Problem requirements: Please copy out every line in the records below that includes the word "open".

=-=-=

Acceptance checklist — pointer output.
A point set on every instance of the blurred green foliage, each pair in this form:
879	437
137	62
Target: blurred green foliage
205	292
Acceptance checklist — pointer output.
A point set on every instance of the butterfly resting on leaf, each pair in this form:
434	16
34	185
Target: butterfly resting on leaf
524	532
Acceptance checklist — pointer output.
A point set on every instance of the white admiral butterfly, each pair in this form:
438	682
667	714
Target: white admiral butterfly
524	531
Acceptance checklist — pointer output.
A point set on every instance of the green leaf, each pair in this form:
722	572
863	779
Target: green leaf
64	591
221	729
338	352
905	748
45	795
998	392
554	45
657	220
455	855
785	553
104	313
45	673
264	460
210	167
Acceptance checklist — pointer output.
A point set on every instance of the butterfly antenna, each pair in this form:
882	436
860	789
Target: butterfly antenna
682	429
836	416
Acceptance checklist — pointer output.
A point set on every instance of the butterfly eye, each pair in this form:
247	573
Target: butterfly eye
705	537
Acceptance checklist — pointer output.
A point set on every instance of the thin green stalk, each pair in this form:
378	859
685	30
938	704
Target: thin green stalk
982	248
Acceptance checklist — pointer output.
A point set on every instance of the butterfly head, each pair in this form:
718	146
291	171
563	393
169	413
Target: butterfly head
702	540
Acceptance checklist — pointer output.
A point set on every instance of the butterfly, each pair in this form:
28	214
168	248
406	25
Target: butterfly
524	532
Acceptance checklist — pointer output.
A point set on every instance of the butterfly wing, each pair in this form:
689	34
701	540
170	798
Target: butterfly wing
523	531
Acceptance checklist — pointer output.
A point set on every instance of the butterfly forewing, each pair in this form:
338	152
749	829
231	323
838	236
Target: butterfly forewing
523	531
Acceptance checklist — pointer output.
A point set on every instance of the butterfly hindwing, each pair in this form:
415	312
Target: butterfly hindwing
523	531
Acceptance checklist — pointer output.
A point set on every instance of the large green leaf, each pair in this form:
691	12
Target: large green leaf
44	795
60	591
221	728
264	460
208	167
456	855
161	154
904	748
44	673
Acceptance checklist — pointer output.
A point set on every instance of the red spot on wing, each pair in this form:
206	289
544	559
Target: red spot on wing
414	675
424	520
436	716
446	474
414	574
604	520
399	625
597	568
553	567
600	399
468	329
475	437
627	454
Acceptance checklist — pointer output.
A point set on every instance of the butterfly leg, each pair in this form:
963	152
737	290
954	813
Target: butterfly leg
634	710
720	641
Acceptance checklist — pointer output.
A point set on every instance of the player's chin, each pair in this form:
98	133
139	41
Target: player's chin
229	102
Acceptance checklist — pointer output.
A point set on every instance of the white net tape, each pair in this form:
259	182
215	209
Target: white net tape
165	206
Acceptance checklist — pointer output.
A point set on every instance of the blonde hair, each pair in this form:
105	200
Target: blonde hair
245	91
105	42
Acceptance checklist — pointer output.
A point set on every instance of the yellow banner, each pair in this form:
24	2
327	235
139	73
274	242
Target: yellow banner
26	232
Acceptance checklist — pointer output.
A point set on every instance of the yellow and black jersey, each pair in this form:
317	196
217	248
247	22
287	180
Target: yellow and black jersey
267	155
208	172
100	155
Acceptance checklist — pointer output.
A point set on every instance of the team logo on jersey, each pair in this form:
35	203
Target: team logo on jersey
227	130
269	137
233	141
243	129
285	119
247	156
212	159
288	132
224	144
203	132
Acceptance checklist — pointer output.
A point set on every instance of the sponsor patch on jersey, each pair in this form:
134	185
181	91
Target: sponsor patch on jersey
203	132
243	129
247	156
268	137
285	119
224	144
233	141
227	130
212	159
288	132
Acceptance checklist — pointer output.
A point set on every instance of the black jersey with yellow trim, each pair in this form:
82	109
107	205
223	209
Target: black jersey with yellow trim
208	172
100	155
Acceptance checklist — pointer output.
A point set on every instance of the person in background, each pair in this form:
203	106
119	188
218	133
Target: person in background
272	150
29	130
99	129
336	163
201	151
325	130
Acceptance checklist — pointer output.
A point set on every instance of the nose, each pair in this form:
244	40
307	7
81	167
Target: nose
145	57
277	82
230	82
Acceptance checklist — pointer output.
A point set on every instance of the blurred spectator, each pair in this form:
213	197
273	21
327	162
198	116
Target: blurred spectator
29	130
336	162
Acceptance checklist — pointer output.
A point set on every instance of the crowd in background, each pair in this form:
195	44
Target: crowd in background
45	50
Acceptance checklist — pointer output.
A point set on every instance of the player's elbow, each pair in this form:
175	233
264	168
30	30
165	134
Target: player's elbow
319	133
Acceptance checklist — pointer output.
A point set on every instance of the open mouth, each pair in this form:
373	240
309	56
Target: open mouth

=-=-=

Expected answer:
A point set on every instance of the open mouth, each pair in this form:
Target: open mouth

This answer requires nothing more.